- Task to carry out
In how many lines of the records does "deepest" appear? Answer with one number.
[Records provided — start]
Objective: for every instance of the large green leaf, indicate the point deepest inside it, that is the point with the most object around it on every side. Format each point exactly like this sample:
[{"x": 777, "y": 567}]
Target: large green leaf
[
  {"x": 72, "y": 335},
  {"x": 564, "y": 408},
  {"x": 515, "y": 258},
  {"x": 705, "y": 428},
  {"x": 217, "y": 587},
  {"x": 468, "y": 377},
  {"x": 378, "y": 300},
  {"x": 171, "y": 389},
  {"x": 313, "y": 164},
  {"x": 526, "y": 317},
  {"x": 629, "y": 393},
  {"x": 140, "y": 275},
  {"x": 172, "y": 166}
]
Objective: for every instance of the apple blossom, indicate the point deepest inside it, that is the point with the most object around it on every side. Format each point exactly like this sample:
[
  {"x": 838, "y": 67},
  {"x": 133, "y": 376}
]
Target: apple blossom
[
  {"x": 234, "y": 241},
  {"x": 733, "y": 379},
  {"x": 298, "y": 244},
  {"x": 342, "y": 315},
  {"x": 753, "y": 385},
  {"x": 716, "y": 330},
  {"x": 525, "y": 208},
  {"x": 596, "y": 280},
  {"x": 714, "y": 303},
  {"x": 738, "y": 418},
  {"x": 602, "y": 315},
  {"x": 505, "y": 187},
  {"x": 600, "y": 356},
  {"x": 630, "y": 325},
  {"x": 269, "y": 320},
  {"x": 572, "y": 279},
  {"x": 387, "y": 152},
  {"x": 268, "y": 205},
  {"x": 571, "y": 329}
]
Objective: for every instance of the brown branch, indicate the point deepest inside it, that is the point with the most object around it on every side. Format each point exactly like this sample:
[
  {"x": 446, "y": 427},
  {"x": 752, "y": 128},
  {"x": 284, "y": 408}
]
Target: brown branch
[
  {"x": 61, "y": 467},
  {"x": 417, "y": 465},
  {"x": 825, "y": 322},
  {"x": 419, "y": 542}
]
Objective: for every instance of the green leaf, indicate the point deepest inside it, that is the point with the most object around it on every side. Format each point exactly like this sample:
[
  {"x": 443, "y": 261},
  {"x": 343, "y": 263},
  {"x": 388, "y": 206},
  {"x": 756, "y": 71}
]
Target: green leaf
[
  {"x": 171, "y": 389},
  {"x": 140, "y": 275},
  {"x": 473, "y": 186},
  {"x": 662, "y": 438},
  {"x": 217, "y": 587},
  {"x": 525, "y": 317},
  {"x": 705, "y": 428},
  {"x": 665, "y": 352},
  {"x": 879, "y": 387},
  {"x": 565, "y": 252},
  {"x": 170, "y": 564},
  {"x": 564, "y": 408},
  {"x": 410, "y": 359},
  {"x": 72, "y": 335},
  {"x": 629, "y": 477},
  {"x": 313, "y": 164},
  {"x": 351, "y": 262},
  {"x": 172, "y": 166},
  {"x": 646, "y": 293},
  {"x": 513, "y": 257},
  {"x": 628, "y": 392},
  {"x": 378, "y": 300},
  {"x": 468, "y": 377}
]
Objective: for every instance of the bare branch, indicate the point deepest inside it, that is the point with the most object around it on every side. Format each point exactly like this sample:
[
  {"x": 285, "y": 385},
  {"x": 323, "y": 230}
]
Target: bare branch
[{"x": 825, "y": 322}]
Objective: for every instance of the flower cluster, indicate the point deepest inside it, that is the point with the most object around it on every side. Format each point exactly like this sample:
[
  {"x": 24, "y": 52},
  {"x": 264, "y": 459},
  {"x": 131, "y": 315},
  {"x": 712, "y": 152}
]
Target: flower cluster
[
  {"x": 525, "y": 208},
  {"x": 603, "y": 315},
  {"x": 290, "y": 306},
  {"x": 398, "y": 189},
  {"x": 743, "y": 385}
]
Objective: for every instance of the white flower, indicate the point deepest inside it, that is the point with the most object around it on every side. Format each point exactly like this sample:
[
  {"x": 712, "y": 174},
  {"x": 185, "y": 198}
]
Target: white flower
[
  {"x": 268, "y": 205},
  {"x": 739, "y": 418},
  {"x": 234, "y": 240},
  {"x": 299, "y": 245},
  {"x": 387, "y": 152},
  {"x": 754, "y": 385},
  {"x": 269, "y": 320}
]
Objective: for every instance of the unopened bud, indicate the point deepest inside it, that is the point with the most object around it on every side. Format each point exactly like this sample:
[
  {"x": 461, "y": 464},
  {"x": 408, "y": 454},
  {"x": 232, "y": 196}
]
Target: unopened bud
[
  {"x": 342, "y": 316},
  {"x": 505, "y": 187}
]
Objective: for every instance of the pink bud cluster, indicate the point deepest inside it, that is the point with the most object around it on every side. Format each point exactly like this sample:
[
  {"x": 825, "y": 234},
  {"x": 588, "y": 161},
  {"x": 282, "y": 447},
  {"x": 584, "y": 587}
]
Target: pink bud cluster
[Records provided — finish]
- Answer box
9